Records for this task —
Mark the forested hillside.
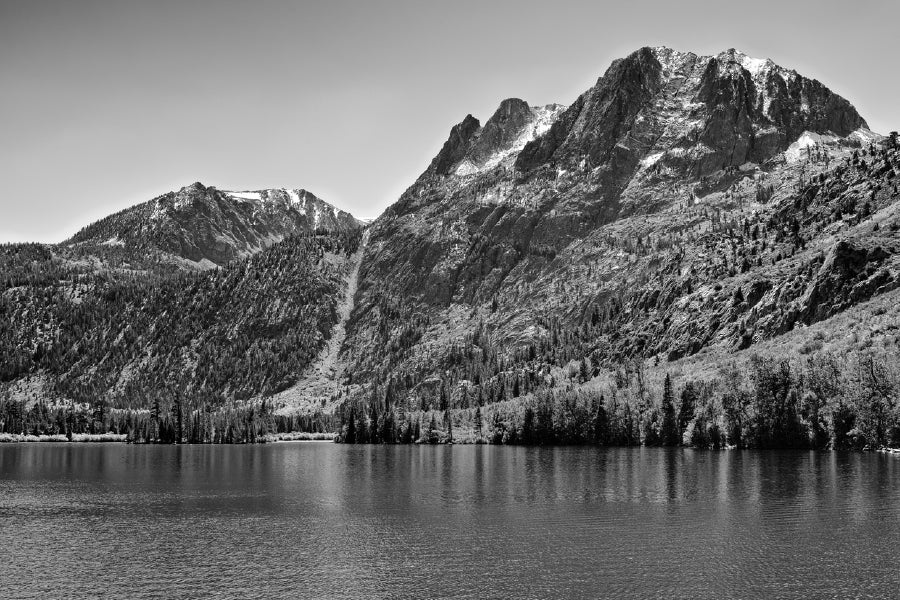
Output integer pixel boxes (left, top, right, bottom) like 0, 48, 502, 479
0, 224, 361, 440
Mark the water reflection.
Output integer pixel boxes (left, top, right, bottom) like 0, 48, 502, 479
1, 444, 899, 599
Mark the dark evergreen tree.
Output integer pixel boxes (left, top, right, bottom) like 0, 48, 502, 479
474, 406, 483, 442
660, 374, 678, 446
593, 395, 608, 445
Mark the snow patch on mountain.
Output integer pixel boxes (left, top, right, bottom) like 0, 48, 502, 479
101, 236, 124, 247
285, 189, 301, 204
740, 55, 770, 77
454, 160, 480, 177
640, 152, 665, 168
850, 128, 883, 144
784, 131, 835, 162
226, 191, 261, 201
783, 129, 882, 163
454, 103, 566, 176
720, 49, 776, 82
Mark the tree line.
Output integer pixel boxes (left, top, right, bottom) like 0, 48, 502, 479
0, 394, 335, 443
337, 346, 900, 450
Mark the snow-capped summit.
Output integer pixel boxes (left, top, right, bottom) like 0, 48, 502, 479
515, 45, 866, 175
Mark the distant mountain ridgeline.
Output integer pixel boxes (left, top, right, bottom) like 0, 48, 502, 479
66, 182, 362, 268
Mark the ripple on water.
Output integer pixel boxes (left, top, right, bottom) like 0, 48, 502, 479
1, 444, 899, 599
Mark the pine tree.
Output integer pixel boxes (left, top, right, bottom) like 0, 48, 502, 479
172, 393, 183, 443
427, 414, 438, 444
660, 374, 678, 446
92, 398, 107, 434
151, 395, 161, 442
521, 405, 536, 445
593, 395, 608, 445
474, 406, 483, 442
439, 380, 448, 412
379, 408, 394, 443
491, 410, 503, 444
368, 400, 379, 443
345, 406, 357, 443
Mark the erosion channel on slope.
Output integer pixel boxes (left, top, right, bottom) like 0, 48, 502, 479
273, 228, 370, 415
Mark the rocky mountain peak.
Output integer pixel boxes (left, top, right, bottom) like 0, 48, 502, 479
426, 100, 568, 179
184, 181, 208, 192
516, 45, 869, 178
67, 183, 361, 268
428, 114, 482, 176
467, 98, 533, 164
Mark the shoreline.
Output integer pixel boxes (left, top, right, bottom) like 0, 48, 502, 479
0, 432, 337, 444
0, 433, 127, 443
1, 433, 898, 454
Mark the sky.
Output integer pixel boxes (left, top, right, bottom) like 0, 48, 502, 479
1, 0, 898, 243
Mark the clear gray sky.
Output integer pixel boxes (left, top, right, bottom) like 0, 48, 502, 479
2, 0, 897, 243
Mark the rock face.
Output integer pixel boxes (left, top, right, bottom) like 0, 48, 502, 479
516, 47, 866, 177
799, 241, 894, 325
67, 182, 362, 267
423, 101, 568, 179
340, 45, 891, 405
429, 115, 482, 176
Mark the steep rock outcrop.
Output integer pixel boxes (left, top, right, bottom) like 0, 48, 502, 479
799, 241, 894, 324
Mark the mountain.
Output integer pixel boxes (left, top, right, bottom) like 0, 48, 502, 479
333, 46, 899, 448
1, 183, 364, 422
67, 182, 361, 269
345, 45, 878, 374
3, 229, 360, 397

Activity — The task calls for repeating each line above exactly while excluding the pictures.

Response box —
Mark the forested hillside.
Output integer pixel boxes (left, top, right, bottom) like 0, 48, 502, 479
0, 224, 361, 440
Mark the water reflection.
Output integer pixel boxes (left, top, right, bottom) like 0, 48, 502, 479
1, 444, 899, 599
Mark the dark evergreen tree.
Output integer pixel boxes (left, top, right, bottom) like 0, 48, 502, 479
474, 406, 483, 442
660, 374, 678, 446
593, 395, 608, 445
Mark the snow patch on mountain.
Output integer pixel boxes (left, top, right, bottom) like 0, 48, 502, 479
101, 236, 124, 247
285, 189, 301, 204
740, 55, 770, 77
454, 160, 480, 177
640, 152, 665, 168
850, 128, 883, 144
784, 131, 835, 162
226, 191, 261, 201
783, 129, 882, 163
454, 103, 566, 176
720, 49, 776, 82
Mark the tree line.
Output integer pixel boxes (left, top, right, bottom) like 0, 48, 502, 479
0, 394, 335, 443
337, 346, 900, 450
Mark the snow-capped summit.
Output integer pixel boxes (left, top, right, bottom) like 0, 48, 502, 479
515, 45, 866, 175
Mark the distant mountain ridgeline.
Output integer pixel boxes (left, top, right, bottom) like 0, 48, 502, 479
66, 182, 362, 268
Mark the ripple on water.
Output integer pixel boxes (left, top, right, bottom) like 0, 48, 502, 479
1, 444, 899, 599
Mark the pine tree.
Output integer pixel boxes (left, top, right, bottom) like 0, 48, 502, 479
172, 393, 183, 443
427, 414, 438, 444
660, 374, 678, 446
92, 398, 107, 434
151, 395, 161, 442
521, 405, 536, 445
593, 395, 608, 445
474, 406, 483, 442
439, 380, 448, 412
379, 408, 394, 443
491, 410, 503, 444
368, 400, 379, 443
345, 406, 357, 443
Mark the erosion channel on slope.
Output integer pixel boxes (left, top, right, bottom) like 0, 48, 502, 479
273, 228, 370, 415
Mark the rocky mountain peak.
Output integer pixel boxes (left, top, right, bottom) like 0, 48, 502, 479
426, 100, 568, 179
184, 181, 208, 192
516, 45, 869, 178
67, 183, 361, 268
428, 114, 482, 176
467, 98, 533, 164
Mark the shoreline.
Output integer pixel boxes (left, top, right, bottom) like 0, 48, 502, 479
0, 432, 337, 444
0, 433, 127, 443
1, 433, 898, 454
Mark the sky.
Output integer pixel boxes (left, top, right, bottom) like 0, 48, 502, 479
1, 0, 898, 243
Mark the clear gray sky.
Output integer pixel boxes (left, top, right, bottom) like 0, 48, 502, 479
2, 0, 897, 243
Mark the rock face.
Output integer pixel boxes (left, top, right, bottom) like 0, 48, 502, 479
516, 47, 866, 177
799, 241, 894, 325
67, 182, 362, 267
423, 101, 568, 179
340, 45, 891, 405
429, 115, 482, 176
Mark the steep rock outcrop.
Output integer pixel boxes (left, top, right, bottom) like 0, 48, 502, 479
799, 241, 894, 324
Mark the mountain.
Output integer pixel boxes (left, top, right, bottom) like 0, 48, 502, 479
333, 46, 899, 448
1, 183, 364, 422
67, 182, 361, 269
345, 45, 878, 374
3, 229, 360, 397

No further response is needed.